EXTRACT TO READ:
►

As the Trump administration continues to undermine and take apart the Affordable Care Act, students are beginning to question how potential changes in federal health care laws may affect their access to both physical and mental health care.
On Oct. 6, the Trump administration announced it would enact a religious exemption for companies and insurers that have religious objections to covering contraception costs in their health care plans. And on Oct. 12, President Trump signed an executive order making association health plans and short-term health plans accessible to more people. This could make "cheaper plans with skimpier benefits more available," with the result of creating "more loopholes for more people to buy insurance outside the health care law’s markets," reported Vox.com.
These attempts to deconstruct the ACA aren't likely to be the last from the Trump administration.
Orders like these place several key aspects of the ACA at risk, such as the ability for individuals to remain on their parents' health care plans until they reach the age of 26, as well as the expansion of Medicaid under the Obama administration, which made mental health care resources available to patients who were not previously able to afford it.
But Trevor Hadley, a professor of psychology in psychiatry at the Perelman School of Medicine, said the Trump administration's recent changes to reproductive care covered by the ACA are unlikely to extend to insurance that protects mental health resources.

◄

According to the article on the Affordable Care Act, what did President Trump sign on Oct. 12?

RAW DATA:
►

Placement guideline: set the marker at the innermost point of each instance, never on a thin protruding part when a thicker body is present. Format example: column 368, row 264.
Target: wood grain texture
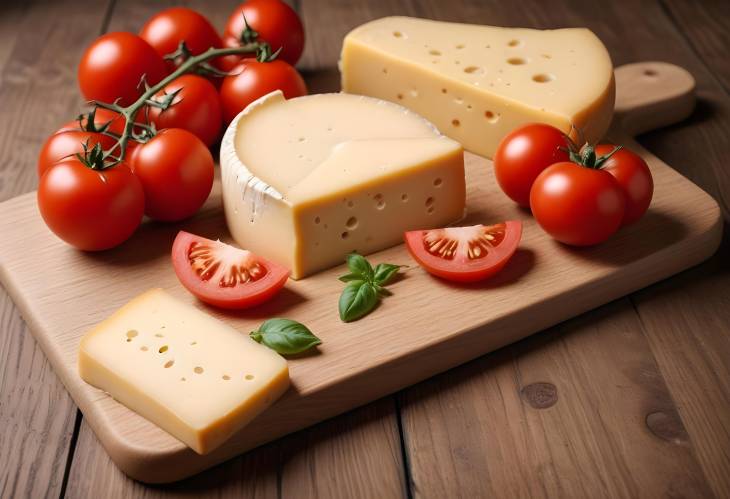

◄

PROBLEM SOLUTION: An executive order making association health plans and short-term health plans accessible to more people.